## [Exercise brief]
Collect every line in the items below that contains the word "black". Case counts, so a line matches only if its capitalization is the same.

## [Dataset rows on where objects appear]
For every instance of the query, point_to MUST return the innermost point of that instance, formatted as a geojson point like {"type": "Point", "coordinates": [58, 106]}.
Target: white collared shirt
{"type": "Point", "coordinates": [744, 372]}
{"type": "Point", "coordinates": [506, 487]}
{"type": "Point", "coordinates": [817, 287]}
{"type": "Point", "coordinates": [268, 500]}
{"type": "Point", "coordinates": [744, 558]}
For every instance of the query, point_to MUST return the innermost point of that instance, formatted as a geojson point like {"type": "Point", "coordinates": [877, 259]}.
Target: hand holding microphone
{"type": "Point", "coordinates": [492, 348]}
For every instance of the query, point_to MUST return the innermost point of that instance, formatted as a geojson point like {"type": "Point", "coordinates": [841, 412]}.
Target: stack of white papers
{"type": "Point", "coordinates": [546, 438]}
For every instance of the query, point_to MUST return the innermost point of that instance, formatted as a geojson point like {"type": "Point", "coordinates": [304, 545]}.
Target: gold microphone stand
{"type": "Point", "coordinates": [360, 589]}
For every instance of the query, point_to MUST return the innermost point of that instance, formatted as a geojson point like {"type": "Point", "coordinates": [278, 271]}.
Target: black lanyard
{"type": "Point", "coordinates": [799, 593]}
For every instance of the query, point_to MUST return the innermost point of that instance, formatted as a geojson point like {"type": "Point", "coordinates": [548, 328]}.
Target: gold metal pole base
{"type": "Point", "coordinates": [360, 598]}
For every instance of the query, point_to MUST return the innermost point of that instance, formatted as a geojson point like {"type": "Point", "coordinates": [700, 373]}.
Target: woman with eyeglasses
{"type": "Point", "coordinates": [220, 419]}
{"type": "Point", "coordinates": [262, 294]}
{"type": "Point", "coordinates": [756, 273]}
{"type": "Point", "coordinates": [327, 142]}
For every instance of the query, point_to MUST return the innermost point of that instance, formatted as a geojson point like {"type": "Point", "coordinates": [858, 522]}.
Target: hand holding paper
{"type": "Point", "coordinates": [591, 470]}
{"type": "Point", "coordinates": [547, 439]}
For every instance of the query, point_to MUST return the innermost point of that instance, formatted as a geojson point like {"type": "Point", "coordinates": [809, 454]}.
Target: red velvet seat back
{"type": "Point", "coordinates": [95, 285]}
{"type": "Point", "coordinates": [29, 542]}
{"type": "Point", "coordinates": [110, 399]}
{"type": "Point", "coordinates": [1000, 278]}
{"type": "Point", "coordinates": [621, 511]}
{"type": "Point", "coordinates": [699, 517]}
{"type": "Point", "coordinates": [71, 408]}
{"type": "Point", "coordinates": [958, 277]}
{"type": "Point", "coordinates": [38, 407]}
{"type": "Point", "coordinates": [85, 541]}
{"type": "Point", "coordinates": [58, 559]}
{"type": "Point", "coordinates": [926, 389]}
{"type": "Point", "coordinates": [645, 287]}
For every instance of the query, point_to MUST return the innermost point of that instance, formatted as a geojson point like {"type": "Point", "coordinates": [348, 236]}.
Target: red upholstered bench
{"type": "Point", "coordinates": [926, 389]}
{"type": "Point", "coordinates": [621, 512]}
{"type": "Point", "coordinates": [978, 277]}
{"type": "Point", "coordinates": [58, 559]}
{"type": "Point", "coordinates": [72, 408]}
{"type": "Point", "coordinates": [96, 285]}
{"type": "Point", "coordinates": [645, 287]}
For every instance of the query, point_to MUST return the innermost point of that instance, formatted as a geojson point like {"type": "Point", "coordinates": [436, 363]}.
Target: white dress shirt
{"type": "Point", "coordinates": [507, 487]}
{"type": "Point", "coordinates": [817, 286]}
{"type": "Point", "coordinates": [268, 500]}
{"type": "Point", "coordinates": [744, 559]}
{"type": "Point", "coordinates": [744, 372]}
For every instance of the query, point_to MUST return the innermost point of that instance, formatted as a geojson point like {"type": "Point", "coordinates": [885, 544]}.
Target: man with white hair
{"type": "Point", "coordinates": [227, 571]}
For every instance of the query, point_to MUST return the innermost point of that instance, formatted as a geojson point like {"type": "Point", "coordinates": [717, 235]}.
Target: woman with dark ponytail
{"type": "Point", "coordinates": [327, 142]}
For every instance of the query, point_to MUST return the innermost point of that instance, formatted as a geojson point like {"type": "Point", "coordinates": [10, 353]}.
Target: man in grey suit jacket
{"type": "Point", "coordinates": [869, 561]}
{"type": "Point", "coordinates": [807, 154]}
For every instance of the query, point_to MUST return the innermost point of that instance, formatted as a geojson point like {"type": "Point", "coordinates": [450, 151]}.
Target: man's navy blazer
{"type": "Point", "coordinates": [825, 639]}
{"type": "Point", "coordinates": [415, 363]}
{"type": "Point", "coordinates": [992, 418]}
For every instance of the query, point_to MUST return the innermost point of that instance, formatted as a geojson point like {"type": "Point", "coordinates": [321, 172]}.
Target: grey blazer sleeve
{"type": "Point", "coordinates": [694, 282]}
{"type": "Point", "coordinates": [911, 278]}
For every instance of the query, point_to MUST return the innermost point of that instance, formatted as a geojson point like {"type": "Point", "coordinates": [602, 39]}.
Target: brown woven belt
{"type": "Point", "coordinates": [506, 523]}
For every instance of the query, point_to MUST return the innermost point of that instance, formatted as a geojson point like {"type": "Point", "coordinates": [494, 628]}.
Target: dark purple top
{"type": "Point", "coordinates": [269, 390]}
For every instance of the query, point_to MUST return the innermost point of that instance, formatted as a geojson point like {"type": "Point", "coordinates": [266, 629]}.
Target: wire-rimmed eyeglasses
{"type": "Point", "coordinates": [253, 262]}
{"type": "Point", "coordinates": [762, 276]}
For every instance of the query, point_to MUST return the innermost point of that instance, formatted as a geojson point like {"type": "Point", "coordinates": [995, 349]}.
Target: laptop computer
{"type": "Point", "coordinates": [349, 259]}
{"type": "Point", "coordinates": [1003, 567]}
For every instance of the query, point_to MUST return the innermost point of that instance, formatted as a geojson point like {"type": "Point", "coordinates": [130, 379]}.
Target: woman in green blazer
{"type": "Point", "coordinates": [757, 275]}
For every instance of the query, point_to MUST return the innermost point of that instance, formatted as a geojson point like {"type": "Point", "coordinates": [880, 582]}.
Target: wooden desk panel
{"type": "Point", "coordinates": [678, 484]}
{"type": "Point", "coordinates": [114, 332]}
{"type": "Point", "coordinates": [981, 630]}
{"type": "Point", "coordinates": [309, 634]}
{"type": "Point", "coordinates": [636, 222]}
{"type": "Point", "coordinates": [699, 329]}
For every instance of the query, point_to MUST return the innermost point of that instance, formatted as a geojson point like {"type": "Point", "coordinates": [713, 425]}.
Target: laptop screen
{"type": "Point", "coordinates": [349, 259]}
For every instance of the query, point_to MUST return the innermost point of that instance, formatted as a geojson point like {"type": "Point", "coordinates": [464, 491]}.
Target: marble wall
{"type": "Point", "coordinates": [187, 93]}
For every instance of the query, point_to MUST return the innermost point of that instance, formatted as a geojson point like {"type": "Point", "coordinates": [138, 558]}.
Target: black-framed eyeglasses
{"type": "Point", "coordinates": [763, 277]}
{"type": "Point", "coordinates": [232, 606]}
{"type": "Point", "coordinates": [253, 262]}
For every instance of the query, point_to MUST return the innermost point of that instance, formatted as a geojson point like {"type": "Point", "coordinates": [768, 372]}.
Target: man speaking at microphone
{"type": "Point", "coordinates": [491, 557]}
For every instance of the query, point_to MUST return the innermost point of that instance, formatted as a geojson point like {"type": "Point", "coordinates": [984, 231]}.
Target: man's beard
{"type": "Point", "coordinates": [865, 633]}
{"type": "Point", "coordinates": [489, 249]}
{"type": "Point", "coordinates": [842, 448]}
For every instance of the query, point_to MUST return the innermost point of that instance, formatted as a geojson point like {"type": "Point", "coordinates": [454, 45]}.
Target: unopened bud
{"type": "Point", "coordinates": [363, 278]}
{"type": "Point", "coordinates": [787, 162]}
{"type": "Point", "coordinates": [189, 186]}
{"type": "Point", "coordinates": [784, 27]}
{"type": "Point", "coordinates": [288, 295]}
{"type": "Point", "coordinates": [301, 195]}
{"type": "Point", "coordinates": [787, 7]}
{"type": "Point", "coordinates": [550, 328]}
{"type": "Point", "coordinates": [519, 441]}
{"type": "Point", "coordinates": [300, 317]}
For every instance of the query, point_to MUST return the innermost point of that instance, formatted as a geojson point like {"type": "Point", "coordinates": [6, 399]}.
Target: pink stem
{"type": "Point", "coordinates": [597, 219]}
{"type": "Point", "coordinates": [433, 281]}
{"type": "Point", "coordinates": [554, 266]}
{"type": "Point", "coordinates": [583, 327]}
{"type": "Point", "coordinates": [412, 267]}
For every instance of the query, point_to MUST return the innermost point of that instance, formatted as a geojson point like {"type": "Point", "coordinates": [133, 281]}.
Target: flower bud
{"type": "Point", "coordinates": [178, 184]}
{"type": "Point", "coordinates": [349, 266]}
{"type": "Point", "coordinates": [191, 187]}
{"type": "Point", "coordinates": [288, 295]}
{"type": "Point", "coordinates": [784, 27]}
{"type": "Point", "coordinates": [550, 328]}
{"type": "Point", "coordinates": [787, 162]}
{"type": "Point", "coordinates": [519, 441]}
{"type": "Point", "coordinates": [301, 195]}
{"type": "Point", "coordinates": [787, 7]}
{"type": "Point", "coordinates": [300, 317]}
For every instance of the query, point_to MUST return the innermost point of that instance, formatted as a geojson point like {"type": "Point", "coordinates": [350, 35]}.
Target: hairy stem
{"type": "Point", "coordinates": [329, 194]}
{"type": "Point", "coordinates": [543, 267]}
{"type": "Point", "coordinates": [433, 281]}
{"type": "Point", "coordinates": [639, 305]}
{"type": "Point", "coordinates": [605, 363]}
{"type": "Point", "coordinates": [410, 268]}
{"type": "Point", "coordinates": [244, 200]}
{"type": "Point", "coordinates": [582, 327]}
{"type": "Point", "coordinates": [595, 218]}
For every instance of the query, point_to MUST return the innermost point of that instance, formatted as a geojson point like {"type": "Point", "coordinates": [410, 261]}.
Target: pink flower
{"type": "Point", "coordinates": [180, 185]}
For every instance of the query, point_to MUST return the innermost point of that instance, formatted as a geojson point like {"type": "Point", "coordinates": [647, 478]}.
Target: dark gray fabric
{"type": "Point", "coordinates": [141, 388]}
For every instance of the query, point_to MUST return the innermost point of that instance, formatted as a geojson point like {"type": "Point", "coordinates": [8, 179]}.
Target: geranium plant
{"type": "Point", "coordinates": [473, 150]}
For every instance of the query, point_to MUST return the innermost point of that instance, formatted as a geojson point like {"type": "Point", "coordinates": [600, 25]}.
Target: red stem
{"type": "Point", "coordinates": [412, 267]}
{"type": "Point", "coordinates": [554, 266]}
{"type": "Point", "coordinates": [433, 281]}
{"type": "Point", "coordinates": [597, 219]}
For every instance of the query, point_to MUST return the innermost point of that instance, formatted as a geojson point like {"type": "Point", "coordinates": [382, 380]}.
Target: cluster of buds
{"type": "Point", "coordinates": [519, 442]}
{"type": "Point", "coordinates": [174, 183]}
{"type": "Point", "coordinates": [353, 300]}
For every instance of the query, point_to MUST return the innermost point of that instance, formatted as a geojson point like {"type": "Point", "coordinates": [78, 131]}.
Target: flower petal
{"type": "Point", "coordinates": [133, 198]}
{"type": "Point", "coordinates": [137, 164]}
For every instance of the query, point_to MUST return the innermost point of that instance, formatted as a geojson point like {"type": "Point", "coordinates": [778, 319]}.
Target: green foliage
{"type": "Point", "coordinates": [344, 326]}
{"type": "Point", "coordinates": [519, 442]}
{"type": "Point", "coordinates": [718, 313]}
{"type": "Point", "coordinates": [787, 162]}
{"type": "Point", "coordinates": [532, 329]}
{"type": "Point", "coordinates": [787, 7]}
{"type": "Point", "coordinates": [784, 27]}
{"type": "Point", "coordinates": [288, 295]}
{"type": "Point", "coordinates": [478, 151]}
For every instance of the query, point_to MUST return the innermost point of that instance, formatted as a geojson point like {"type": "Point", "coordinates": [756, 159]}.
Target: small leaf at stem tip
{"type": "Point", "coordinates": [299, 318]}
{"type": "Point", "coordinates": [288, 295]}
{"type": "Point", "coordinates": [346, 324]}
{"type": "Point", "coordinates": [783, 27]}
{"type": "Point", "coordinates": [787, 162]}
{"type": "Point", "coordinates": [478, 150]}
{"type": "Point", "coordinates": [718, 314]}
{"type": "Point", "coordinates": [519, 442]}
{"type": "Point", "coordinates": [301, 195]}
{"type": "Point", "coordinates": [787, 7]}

## [Solved problem]
Target: black lanyard
Target: black-framed eyeglasses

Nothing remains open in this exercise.